*** MATERIAL TO PROCESS ***

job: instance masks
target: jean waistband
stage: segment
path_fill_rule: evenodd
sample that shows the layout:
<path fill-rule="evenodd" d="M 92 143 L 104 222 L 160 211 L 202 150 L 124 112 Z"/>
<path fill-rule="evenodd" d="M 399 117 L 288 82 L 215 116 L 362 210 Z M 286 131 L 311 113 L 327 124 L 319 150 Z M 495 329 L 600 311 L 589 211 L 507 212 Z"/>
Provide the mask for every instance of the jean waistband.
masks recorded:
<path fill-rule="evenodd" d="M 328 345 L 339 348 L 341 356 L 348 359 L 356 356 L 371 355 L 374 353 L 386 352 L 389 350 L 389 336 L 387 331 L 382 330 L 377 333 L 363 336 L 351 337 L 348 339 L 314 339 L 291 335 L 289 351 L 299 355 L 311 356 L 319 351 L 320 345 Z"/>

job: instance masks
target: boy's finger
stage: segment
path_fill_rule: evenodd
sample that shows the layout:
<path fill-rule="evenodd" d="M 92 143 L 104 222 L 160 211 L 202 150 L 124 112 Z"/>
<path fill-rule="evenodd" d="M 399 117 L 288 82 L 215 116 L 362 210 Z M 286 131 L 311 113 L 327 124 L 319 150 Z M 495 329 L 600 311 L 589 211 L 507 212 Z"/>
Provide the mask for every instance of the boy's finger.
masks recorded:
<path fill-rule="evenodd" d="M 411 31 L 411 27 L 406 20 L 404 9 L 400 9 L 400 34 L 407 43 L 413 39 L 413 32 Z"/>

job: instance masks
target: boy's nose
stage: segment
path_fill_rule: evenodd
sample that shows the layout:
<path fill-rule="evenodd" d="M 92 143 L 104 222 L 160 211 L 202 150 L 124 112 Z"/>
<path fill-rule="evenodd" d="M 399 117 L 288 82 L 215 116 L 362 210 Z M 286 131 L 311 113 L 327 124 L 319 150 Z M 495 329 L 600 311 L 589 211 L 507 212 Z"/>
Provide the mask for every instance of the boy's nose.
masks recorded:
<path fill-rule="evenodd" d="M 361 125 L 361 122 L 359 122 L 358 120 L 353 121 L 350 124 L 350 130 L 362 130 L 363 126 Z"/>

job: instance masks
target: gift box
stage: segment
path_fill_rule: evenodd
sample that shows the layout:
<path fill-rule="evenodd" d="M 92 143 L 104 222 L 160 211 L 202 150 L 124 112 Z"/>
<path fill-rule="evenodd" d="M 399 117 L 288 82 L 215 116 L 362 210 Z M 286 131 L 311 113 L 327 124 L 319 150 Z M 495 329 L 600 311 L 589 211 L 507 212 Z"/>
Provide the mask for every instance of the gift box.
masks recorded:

*** End of MATERIAL TO PROCESS ***

PROMPT: A single number is the reply: the count of lines in the entries above that have the word "Provide".

SOLUTION: 4